TASKS AND EXERCISES:
1) Print a passage from the forum thread on sugar and gut health, beginning at the words "## robin416" and stopping after "constant fiber recommendations.".
2) Answer these questions about the forum thread on sugar and gut health:
(a) According to the first post, why does milk chocolate contain less histamine?
(b) What example does the post by lover of birds give of something that turns into sugar in the body once broken down?
(c) What kind of recommendations does robin416 call constant?
3) Please pick up the forum thread on sugar and gut health right after its final sentence and keep writing it.

SUPPLIED PASSAGE:
_ _ _ _ _
I talked myself into liking it quite awhile ago, but now can't eat it because of the histamine it contains. If I wanted to eat sugar, milk chocolate would be a better option because it contains less histamine, because the cocoa is diluted with sugar and milk powder. In my opinion milk chocolate tastes better.


----------



## lover of birds

Currently not eating sugar in any form, including fruit. Trying to get my gut micro-biome balanced, and other issues are helped by not consuming sugar and anything that turns into sugar in the body once broken down, such as grain.


----------



## robin416

Wait until you become a grown up, things will switch up again. 

When it comes to gut health and what makes it work well, they've got a long ways to go. Although now they seem to be paying attention and trying to figure out what keeps our GI tracts happy beyond the constant fiber recommendations.
_ _ _ _ _
DATASET CONTENT:
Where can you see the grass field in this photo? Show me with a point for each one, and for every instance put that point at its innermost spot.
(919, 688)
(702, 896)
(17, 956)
_ _ _ _ _
RESULTS:
1)
## robin416

Wait until you become a grown up, things will switch up again. 

When it comes to gut health and what makes it work well, they've got a long ways to go. Although now they seem to be paying attention and trying to figure out what keeps our GI tracts happy beyond the constant fiber recommendations.

2)
(a) The cocoa is diluted with sugar and milk powder.
(b) Grain.
(c) Fiber recommendations.

3)
----------



## lover of birds

robin416 said:


> Wait until you become a grown up


?????


----------



## robin416

My description for becoming a senior citizen.


----------



## lover of birds

robin416 said:


> My description for becoming a senior citizen.


Oh, I see.


----------



## DuckRunner

yeah I'm not an adult just yet LOL


----------



## robin416

Not if you weren't born in 2002. You've got a long wait.


----------



## DuckRunner

robin416 said:


> Not if you weren't born in 2002. You've got a long wait.


don't be mean I know I'm a juvenile


----------



## DuckRunner

i turned 11 in January Lol


----------



## robin416

I should be telling you not to be mean. LOL 

A January baby! I too was born in January. We're special people. Now we just need to convince everyone else.


----------



## DuckRunner

robin416 said:


> I should be telling you not to be mean. LOL
> 
> A January baby! I too was born in January. We're special people. Now we just need to convince everyone else.


haha respect your elders
lol yup, and nice to know!


----------



## robin416

Or not. I'm one of those that will either tell you about it or simply walk away like that disrespectful person even exists. One of the advantages of being an adult is not much keeps us from saying what we're thinking. Poor impulse control.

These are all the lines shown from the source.